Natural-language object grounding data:
_____
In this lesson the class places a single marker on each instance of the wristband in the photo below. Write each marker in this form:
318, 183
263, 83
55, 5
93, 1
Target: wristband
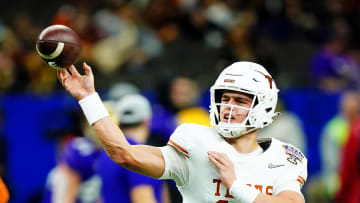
242, 192
93, 108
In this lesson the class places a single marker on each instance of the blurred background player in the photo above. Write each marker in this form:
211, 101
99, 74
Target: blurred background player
286, 127
349, 167
118, 183
73, 179
333, 139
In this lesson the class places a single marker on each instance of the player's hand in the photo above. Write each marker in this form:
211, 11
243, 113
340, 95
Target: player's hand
79, 86
225, 167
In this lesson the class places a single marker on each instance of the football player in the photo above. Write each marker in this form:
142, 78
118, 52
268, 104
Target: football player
222, 164
118, 183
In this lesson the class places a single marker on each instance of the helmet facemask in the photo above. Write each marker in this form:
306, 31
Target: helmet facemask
227, 126
250, 79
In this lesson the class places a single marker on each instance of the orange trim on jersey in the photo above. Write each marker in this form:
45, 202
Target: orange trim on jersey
303, 180
4, 193
178, 147
300, 181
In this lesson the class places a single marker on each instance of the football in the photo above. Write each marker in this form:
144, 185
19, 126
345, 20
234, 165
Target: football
59, 46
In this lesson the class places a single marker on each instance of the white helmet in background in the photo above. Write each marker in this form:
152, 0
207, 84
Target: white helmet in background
249, 78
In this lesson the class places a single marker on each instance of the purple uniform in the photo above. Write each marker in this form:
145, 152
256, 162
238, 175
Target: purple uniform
117, 182
80, 155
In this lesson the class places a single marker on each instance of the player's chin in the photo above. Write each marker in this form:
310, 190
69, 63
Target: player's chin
231, 121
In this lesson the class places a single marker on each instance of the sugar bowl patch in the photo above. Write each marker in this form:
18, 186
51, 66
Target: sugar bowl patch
294, 154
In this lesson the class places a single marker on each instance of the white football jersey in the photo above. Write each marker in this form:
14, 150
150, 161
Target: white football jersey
278, 168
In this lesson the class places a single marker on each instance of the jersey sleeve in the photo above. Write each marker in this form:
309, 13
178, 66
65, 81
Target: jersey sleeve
295, 177
175, 165
180, 139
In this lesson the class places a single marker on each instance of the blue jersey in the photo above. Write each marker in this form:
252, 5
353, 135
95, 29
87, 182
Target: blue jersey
117, 182
80, 155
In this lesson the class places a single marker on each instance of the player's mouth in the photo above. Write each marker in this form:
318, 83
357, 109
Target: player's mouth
228, 117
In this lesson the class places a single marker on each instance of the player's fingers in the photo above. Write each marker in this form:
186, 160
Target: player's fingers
62, 74
73, 71
87, 69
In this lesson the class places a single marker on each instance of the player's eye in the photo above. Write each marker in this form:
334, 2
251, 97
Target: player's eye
224, 99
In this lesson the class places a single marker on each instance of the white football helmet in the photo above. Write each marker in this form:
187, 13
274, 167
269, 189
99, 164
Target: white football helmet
249, 78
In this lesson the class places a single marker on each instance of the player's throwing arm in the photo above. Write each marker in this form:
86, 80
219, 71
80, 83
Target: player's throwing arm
143, 159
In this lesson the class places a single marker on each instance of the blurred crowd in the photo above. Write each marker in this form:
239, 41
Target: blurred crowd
172, 51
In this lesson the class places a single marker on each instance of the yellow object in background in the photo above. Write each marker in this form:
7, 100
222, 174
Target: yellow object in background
193, 115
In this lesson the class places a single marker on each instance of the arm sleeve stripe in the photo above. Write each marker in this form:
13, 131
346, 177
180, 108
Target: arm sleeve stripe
303, 180
178, 147
300, 181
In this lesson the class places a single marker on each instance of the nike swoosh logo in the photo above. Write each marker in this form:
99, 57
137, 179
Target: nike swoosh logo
271, 166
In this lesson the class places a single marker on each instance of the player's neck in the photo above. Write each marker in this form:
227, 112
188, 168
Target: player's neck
245, 143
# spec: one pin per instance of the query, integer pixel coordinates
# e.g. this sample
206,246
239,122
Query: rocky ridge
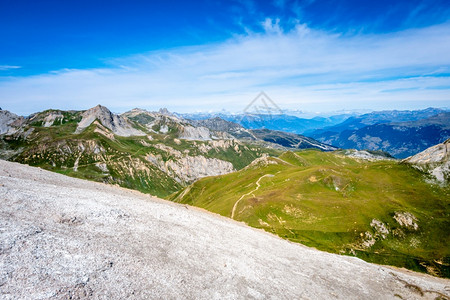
146,248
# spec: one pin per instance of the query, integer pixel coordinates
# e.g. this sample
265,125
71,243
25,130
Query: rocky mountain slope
401,139
434,161
283,139
64,238
350,202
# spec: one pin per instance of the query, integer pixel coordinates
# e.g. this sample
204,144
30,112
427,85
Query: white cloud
303,68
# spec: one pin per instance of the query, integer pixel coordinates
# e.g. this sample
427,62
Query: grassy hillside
382,211
145,163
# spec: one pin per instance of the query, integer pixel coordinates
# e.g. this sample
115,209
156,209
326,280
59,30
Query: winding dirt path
252,191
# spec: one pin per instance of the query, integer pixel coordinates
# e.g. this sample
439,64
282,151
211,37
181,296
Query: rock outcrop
65,238
9,122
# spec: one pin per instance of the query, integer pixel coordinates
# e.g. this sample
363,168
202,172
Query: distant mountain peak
117,124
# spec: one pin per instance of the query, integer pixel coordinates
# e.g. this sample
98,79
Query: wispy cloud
7,67
303,68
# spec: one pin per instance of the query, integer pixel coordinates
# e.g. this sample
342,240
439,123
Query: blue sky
211,55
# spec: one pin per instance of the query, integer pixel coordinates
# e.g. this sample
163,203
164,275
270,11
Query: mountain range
155,152
363,203
400,133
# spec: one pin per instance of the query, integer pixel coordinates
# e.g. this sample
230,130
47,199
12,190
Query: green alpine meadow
383,211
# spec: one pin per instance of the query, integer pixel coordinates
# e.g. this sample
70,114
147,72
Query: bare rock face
65,238
406,219
9,122
117,124
195,133
434,160
50,119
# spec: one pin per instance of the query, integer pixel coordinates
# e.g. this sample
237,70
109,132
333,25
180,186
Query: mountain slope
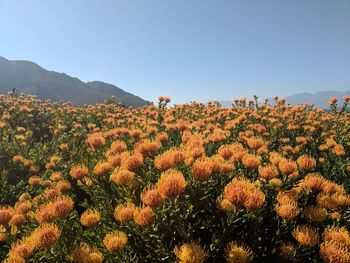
30,78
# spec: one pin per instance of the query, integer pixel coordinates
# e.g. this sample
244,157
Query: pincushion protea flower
190,253
238,252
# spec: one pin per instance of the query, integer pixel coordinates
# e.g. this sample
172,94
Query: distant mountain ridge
29,78
319,99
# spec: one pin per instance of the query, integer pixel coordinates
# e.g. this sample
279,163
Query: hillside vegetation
190,183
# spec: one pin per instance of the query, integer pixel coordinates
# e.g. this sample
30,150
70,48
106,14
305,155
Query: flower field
189,183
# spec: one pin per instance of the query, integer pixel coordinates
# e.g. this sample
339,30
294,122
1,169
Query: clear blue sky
186,49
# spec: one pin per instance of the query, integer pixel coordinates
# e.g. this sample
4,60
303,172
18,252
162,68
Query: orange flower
90,218
96,140
339,235
143,216
190,253
79,172
171,184
250,161
306,163
122,177
151,197
6,213
288,210
332,251
315,214
132,162
306,235
268,172
46,235
124,213
238,252
201,169
115,241
312,182
62,206
287,167
102,168
118,147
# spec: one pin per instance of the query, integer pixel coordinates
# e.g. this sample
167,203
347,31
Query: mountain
319,99
30,78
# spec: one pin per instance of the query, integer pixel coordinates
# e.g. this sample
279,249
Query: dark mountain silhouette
29,78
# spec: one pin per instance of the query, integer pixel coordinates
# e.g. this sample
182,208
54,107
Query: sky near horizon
187,49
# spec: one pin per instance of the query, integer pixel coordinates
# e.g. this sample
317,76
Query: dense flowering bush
189,183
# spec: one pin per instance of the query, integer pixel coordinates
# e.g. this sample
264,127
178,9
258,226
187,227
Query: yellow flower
190,253
237,252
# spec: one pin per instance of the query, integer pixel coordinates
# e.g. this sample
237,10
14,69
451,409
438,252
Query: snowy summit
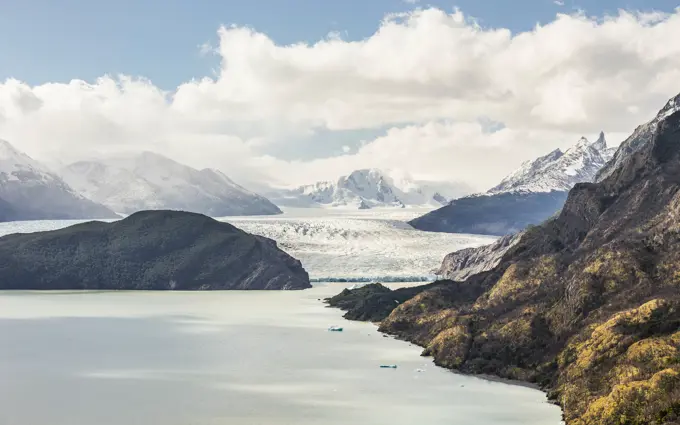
30,191
150,181
364,189
558,171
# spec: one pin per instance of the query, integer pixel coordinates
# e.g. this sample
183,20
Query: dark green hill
499,214
148,250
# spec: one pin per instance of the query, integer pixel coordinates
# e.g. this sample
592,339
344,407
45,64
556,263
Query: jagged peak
672,106
601,143
8,150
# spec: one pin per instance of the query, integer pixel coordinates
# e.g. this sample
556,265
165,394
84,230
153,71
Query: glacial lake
228,358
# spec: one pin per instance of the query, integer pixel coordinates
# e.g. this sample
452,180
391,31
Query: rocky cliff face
150,181
586,305
148,250
460,265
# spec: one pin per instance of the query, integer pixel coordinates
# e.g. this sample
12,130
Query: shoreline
483,377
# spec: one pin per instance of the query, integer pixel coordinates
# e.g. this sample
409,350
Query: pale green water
208,358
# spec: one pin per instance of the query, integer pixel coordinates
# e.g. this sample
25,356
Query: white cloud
428,75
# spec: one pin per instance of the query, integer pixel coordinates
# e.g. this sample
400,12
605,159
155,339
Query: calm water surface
209,358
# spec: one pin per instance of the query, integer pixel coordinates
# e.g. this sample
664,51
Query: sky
290,92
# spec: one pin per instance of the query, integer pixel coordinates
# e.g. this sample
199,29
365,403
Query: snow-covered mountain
558,171
30,191
529,195
152,181
364,189
640,137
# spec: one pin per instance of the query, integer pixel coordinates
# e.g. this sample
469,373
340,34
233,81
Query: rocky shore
586,305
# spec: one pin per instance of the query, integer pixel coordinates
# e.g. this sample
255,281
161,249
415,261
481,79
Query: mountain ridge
363,189
152,181
31,191
527,196
148,250
585,305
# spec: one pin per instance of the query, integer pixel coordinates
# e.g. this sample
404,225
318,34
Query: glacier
339,245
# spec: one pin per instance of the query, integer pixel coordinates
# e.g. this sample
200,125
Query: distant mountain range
529,195
365,189
30,191
150,181
585,305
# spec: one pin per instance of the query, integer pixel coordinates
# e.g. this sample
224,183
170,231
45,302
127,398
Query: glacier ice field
339,244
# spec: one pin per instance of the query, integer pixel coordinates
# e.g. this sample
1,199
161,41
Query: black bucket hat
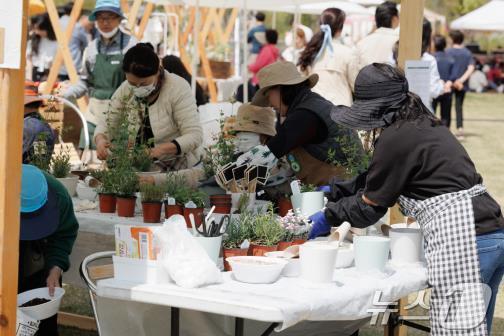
380,92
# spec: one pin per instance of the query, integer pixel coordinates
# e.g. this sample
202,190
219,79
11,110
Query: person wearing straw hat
101,73
306,135
254,126
37,134
419,163
47,234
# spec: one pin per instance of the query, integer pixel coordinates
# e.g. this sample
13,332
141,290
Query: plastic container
258,270
371,253
42,311
318,260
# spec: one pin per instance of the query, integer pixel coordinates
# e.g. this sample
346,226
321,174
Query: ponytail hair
334,18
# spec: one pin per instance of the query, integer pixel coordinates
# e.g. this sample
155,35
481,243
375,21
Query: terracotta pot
283,245
226,209
152,212
171,210
260,250
198,216
284,205
107,203
298,241
232,253
126,206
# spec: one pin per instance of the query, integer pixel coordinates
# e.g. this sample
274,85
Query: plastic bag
26,326
183,258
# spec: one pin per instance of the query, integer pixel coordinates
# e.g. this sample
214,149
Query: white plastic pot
318,259
259,270
211,245
70,184
371,253
42,311
405,244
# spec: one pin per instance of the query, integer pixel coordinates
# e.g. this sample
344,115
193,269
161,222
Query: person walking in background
173,64
251,36
332,61
463,68
445,64
377,47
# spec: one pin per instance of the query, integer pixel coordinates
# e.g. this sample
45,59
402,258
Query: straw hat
255,119
279,73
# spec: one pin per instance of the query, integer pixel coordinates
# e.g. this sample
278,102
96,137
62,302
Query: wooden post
410,48
11,139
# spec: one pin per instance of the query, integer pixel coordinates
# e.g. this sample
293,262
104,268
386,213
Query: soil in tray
34,302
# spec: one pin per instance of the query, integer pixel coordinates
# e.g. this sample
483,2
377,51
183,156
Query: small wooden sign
2,40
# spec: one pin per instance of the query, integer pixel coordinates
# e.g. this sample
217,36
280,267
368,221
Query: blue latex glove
325,189
320,227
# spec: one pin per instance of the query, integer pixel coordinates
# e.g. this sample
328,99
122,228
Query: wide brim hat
279,73
256,119
39,205
380,92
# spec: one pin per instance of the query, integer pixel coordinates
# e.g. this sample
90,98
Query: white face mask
246,141
143,91
110,34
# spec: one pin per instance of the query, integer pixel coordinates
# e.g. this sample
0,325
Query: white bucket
371,253
317,261
211,245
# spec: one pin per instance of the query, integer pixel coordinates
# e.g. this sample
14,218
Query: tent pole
195,48
245,53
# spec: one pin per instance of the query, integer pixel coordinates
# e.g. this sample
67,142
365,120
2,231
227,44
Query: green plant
126,182
267,229
238,230
60,164
151,193
221,153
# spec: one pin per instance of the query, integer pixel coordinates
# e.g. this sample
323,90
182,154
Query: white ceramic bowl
256,269
42,311
345,255
293,267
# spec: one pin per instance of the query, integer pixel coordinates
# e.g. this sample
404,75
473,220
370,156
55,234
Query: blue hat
106,6
39,205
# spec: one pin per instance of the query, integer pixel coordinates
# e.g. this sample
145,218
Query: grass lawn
484,122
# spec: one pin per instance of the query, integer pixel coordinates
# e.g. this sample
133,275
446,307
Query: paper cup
371,253
317,261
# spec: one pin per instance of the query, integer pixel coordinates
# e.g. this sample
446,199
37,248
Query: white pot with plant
61,168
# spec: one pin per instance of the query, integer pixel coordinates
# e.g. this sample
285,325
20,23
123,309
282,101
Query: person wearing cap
306,136
418,163
101,72
254,126
35,130
164,116
47,234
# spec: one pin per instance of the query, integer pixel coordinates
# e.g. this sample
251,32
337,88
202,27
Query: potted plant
284,205
152,201
127,185
60,169
177,192
106,190
197,198
267,233
296,228
236,232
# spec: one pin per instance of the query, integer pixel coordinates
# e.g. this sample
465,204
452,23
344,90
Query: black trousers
459,107
444,101
47,327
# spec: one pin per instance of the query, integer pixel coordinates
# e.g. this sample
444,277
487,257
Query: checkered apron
447,222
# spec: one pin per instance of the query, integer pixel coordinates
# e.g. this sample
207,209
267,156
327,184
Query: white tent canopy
317,8
488,17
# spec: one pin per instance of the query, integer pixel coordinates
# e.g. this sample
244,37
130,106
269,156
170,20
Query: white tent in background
488,17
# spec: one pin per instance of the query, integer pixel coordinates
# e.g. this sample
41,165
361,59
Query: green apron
106,77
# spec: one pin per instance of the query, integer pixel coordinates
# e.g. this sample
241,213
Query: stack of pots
222,203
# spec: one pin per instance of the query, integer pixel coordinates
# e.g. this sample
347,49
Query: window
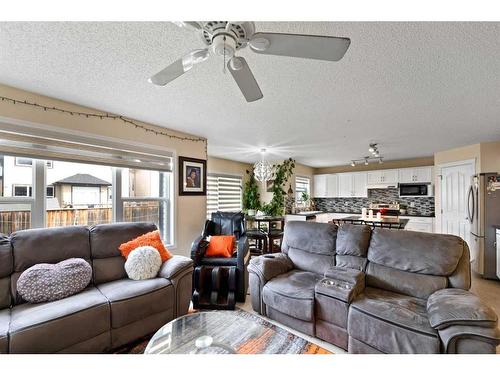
302,189
50,192
27,162
21,191
145,196
223,193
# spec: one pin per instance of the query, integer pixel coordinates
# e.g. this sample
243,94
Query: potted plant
304,197
282,173
251,195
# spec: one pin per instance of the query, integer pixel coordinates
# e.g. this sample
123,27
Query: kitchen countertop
389,220
359,213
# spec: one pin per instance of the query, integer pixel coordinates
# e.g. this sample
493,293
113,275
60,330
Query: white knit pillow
143,263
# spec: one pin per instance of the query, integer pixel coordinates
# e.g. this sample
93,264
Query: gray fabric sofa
374,291
112,311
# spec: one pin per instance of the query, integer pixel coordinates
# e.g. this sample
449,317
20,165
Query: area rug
290,343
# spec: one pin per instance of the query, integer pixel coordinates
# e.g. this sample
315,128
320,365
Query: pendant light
262,170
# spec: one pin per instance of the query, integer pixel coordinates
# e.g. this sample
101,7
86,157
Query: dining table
271,230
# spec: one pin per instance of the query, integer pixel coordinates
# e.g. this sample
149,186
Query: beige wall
406,163
190,210
490,157
487,159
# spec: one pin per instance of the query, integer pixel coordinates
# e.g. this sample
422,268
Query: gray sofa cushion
4,330
6,268
49,245
458,307
310,246
412,284
133,300
353,240
315,238
107,261
392,323
292,294
52,326
425,253
46,245
51,282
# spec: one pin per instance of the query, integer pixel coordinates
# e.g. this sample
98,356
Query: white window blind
302,185
223,193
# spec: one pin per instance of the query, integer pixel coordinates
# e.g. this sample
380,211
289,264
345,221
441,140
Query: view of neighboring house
70,184
81,189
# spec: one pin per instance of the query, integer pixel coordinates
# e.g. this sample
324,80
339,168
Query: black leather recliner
224,223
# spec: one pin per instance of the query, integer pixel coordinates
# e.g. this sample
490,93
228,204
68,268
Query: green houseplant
282,173
251,195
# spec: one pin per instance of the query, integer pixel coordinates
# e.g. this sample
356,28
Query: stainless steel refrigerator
483,208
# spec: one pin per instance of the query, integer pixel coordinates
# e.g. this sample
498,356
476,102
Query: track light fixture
375,156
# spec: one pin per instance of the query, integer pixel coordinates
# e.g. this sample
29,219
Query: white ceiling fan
225,38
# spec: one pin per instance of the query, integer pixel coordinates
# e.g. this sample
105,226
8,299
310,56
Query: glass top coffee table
221,332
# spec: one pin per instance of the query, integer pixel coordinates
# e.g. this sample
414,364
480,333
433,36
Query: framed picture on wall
192,176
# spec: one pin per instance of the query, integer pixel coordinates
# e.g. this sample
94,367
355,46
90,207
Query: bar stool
275,235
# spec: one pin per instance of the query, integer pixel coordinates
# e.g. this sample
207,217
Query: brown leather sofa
374,291
112,311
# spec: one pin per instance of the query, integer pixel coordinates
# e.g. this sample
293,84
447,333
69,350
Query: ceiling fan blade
317,47
179,67
191,25
244,78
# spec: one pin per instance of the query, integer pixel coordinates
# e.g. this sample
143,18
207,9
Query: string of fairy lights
104,116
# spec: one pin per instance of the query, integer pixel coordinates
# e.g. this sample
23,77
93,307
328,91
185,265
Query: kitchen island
384,222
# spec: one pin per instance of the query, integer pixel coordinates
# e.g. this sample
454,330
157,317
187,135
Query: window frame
50,163
227,176
29,190
37,200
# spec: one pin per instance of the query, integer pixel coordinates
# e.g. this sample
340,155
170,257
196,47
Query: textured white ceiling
_____
What to work on:
A faithful copy is required of the lines from the one with "Query: brown leather sofa" through the last line of the data; please add nothing.

Reply:
Query: brown leather sofa
374,291
112,311
# spec: one pin per instance of the query, integer pixel coordinates
# e.g. this sample
293,84
447,333
69,350
Query: ceiling fan blade
317,47
179,67
191,25
244,78
# spec: one pin per instance of the query, integer pixel coordinates
# e.g. this sample
143,18
207,9
Query: string of fairy lights
104,116
# spec: one pin per instance of the query, integer pixel coordinates
# e.g. this sample
23,77
93,307
328,91
185,265
Query: kitchen island
384,222
# spec: one pin per instance of the query, integer pixel coordinates
# e.g. this sample
454,330
157,317
187,135
Query: window frame
50,163
227,176
29,190
37,200
# spec: one pin per instance of the query, integer pixel coordinates
# e.g. this sample
340,155
170,257
196,47
Query: textured white ceiling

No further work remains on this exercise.